Short exercise 1: Decide whether each statement below agrees with the page on discrete distributions, answering yes or no and quoting the words of the text that decide it: (a) capital letters near the end of the alphabet are used for random variables; (b) the support of a discrete random variable must always be finite; (c) a t-test assumes that the sample mean follows a normal distribution.
Short exercise 2: Rewrite the passage of the page on discrete distributions starting with "A discrete random" and going on through "or \(f(x| \theta)\).", substituting "unspecified parameter" for "unknown parameter".
Short exercise 3: According to the page on discrete distributions, what two types of random variables are there?

Page extract:
-- Start --

1.3 - Discrete Distributions

Statistical inference requires assumptions about the probability distribution (i.e., random mechanism, sampling model) that generated the data. For example, for a t-test, we assume that the sample mean follows a normal distribution. Some common distributions used for discrete data are introduced in this section.

Recall, a random variable is the outcome of an experiment (i.e., a random process) expressed as a number. We tend to use capital letters near the end of the alphabet (X, Y, Z, etc.) to denote random variables. Random variables are of two types: discrete and continuous. Here we are interested in distributions of discrete random variables.

A discrete random variable X is described by its probability mass function (PMF), which we will also call its distribution, \(f(x)=P(X =x)\). The set of x-values for which \(f (x) > 0\) is called the support. Support can be finite, e.g., X can take the values in \({0,1,2,\dots,n}\) or countably infinite if X takes values in \({0,1,\dots}\). Note, if the distribution depends on an unknown parameter \(\theta\) we can write it as \(f (x; \theta)\) or \(f(x| \theta)\).

Here are some distributions that you may encounter when analyzing discrete data.

-- End --

Data provided:
-- Start --

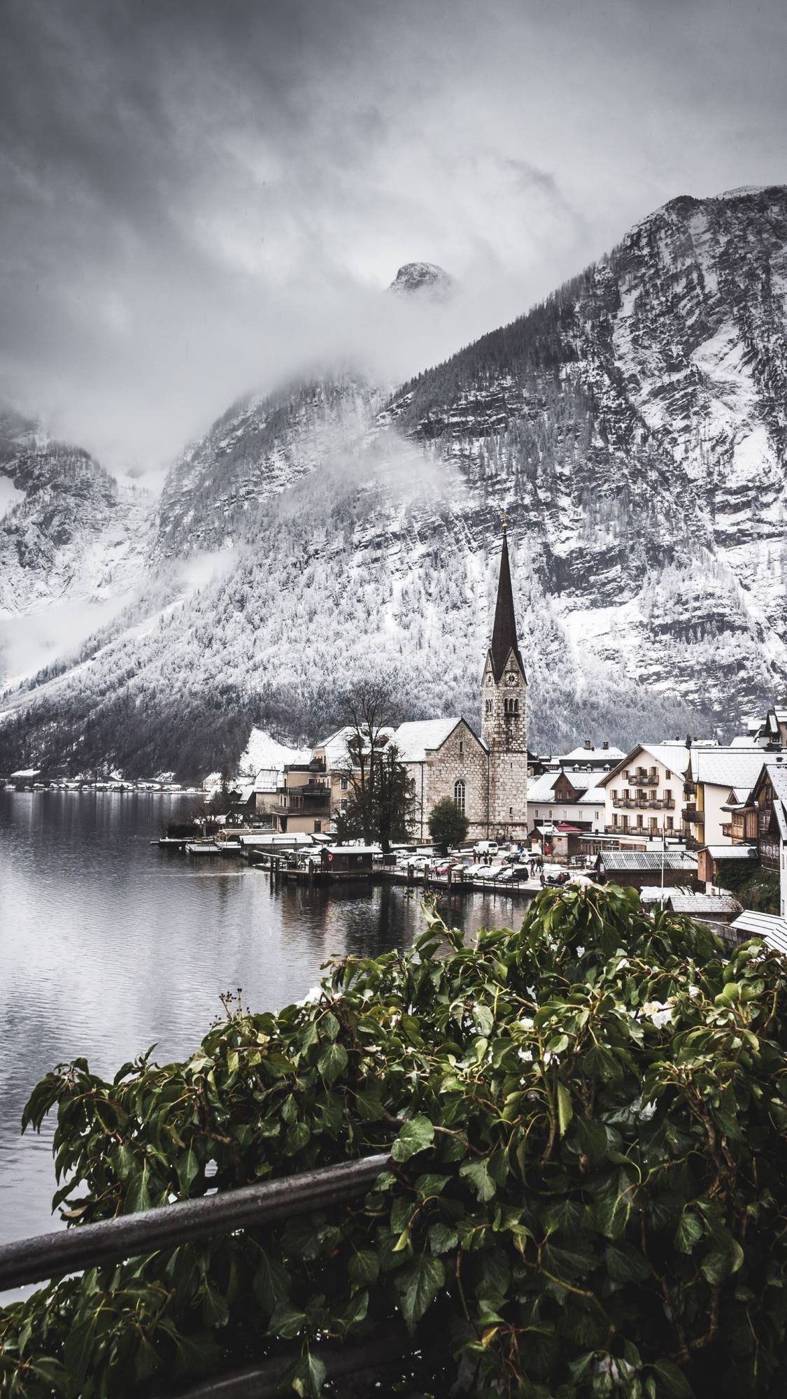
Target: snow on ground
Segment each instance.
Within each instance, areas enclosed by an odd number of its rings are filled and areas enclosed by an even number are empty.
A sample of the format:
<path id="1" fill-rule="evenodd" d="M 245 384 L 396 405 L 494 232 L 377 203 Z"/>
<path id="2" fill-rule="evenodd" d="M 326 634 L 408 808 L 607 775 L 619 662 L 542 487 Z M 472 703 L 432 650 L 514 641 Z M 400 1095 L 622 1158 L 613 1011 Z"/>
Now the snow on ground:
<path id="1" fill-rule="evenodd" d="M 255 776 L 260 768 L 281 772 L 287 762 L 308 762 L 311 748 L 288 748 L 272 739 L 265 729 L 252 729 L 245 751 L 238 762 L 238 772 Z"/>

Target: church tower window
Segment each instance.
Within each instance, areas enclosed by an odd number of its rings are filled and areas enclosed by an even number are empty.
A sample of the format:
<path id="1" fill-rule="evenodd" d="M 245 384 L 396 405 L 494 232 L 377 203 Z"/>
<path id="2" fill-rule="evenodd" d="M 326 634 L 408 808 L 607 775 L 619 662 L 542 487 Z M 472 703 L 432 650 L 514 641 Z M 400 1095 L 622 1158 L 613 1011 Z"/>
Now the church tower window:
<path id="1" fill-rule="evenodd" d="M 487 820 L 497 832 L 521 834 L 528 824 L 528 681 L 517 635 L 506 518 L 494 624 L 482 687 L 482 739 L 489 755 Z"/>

-- End --

Correct result 1:
(a) Yes: "We tend to use capital letters near the end of the alphabet (X, Y, Z, etc.) to denote random variables."
(b) No: "or countably infinite"
(c) Yes: "we assume that the sample mean follows a normal distribution"

Correct result 2:
A discrete random variable X is described by its probability mass function (PMF), which we will also call its distribution, \(f(x)=P(X =x)\). The set of x-values for which \(f (x) > 0\) is called the support. Support can be finite, e.g., X can take the values in \({0,1,2,\dots,n}\) or countably infinite if X takes values in \({0,1,\dots}\). Note, if the distribution depends on an unspecified parameter \(\theta\) we can write it as \(f (x; \theta)\) or \(f(x| \theta)\).

Correct result 3: Discrete and continuous.